[Data records]

^^^^

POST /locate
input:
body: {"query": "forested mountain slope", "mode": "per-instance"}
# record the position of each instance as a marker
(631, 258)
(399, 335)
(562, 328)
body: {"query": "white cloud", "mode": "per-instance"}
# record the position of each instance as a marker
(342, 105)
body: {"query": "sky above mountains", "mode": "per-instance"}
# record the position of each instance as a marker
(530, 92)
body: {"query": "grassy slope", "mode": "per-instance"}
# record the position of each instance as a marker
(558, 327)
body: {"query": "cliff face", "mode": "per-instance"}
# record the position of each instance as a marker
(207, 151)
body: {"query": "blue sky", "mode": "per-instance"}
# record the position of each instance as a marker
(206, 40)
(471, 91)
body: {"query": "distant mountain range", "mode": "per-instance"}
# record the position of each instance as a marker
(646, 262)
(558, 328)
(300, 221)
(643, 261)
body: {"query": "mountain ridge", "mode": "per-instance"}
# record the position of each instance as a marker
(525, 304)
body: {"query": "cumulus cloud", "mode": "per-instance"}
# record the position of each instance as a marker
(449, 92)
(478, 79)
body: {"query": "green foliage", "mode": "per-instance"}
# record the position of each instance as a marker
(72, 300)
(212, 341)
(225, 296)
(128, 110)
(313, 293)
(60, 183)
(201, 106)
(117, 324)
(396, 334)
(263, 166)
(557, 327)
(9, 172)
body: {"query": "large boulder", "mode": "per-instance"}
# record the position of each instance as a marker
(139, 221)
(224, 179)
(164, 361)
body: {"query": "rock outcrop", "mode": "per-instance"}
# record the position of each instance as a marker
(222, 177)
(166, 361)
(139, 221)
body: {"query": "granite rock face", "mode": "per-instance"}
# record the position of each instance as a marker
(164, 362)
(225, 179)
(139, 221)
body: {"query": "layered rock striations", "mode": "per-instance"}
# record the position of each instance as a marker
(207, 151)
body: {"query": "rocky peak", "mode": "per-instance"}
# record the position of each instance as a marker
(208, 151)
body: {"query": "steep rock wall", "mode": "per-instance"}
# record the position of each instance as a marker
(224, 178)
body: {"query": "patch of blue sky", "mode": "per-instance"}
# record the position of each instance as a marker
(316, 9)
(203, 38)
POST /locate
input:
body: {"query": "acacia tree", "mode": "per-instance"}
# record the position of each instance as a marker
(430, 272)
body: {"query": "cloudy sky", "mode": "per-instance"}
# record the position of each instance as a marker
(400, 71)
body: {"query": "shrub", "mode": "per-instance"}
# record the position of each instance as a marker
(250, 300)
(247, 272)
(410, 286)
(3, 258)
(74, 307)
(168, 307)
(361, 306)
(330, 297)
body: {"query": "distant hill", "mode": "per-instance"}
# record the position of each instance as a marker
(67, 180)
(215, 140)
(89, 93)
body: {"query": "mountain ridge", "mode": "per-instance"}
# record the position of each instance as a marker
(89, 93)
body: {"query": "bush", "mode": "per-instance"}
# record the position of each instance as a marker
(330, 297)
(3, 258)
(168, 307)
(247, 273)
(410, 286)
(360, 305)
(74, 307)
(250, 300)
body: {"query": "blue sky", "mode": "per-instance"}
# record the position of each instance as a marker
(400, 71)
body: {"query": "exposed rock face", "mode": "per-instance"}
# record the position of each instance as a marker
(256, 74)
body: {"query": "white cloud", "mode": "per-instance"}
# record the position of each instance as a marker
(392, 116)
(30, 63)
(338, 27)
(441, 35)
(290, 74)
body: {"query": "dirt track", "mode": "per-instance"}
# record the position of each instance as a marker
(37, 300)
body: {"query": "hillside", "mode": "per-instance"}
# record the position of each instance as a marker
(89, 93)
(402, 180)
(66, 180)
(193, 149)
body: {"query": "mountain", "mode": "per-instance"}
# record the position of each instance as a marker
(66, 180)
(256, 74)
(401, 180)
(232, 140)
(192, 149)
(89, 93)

^^^^

• _The problem_
Identify every line in the data records above that contains the word "face", and copy each such line.

• _Result of this exercise_
body: {"query": "cliff face", "mode": "per-instance"}
body: {"query": "granite rock face", "mode": "per-instance"}
body: {"query": "exposed rock face", "mode": "per-instance"}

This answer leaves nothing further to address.